# 기록 발췌:

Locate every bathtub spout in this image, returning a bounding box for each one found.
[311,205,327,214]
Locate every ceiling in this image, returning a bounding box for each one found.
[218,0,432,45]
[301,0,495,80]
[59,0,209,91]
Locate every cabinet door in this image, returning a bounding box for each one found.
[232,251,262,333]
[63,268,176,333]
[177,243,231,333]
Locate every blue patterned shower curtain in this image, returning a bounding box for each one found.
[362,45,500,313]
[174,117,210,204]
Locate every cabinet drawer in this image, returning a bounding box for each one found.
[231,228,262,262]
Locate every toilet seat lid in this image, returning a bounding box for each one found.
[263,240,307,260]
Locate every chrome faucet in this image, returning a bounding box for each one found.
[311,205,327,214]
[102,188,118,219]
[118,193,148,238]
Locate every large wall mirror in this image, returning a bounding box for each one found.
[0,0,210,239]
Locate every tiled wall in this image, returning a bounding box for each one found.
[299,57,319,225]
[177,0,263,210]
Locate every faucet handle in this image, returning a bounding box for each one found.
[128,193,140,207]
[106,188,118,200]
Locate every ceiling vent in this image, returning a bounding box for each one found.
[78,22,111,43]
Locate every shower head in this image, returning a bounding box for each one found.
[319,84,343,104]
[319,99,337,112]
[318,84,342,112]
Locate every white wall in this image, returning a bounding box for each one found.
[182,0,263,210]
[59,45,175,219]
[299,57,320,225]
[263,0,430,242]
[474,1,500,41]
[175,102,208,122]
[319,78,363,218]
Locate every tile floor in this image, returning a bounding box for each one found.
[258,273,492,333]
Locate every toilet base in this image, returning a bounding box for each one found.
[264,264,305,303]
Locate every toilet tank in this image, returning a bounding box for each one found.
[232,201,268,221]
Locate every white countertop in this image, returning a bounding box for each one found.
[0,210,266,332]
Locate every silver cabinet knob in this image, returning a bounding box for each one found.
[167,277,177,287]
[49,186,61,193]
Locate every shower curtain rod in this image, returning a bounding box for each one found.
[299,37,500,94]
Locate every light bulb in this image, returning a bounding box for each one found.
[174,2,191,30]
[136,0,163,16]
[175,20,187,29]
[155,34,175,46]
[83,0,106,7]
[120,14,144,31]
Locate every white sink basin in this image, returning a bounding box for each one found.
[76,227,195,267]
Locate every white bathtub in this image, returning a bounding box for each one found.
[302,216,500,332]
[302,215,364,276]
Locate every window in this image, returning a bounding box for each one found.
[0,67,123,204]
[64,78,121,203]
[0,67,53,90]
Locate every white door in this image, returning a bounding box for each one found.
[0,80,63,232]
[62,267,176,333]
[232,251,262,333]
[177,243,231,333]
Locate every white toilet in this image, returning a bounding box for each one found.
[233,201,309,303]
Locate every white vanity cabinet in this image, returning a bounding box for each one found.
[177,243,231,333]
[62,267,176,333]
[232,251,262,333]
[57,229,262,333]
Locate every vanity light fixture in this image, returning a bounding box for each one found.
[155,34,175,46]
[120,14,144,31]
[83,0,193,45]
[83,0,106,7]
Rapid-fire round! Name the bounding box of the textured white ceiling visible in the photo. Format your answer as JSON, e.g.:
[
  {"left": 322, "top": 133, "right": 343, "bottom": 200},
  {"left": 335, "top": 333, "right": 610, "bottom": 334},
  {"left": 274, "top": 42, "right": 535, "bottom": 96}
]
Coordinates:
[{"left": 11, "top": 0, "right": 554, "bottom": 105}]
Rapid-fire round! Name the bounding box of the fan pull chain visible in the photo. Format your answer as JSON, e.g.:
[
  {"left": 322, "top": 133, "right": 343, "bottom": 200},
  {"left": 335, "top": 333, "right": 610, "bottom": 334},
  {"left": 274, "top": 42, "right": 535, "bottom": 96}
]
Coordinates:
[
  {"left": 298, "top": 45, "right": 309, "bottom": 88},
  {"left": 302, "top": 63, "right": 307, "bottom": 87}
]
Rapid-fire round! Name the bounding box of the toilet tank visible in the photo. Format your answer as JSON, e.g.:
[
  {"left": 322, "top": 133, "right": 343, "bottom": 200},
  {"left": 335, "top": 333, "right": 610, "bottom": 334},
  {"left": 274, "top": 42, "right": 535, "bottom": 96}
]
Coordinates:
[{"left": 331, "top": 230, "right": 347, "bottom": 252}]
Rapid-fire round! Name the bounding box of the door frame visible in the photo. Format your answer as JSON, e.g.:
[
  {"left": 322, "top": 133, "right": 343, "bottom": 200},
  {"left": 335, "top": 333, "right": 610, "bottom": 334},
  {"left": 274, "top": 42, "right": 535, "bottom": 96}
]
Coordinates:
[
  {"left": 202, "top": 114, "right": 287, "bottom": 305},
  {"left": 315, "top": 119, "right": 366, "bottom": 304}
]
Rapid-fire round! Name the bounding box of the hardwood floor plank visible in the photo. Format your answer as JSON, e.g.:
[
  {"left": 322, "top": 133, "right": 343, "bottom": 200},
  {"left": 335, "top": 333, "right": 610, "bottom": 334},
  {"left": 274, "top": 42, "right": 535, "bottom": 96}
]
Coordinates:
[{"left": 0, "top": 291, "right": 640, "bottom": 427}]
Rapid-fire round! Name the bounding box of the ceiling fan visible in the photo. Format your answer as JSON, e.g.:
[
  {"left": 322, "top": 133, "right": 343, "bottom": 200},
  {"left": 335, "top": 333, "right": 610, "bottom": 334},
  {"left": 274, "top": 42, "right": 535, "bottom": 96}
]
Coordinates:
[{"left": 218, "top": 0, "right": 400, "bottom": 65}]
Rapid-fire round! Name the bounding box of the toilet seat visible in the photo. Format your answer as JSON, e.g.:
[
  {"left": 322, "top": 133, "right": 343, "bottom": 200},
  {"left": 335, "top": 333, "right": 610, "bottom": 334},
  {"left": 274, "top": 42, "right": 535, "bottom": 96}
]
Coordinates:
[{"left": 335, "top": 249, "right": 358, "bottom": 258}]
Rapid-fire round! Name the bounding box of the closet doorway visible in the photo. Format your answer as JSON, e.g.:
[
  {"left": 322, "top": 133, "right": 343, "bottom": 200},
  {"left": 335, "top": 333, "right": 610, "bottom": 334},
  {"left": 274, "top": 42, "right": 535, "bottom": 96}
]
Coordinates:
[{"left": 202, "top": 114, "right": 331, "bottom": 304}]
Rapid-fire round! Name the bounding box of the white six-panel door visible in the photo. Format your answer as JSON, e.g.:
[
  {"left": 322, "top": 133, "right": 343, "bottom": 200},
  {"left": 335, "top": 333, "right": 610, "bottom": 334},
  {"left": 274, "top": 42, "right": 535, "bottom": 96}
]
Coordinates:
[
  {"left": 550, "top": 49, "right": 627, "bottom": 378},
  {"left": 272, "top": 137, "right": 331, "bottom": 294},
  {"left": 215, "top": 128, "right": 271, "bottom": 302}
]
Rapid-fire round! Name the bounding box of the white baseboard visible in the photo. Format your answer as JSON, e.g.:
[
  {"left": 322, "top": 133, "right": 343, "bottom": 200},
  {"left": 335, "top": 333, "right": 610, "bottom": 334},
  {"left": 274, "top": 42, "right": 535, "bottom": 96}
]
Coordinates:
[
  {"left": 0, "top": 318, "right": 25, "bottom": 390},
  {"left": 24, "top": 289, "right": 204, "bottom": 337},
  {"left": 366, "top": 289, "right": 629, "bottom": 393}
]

# 작업 목표:
위의 줄 가운데 "Locate every toilet base" 부분이 들어 있는 줄부터 "[0,210,266,332]" 부분이 들어 있는 줄까지 하나도 빼지 말고 다시 적어 주세요. 이때 답에 나오는 좌표 숫자만 모두 2.6을 곱한 뒤 반올림해서(0.5는 올림) 정수로 바꿔 주세요.

# 작성 답안:
Locate every toilet base in this image, returning a bounding box for each one found.
[686,686,793,788]
Locate every toilet tank in this image, returning a bounding box for each one found.
[603,523,697,575]
Locate every white countertop in this image, returning a bounding box for each one found.
[0,546,692,863]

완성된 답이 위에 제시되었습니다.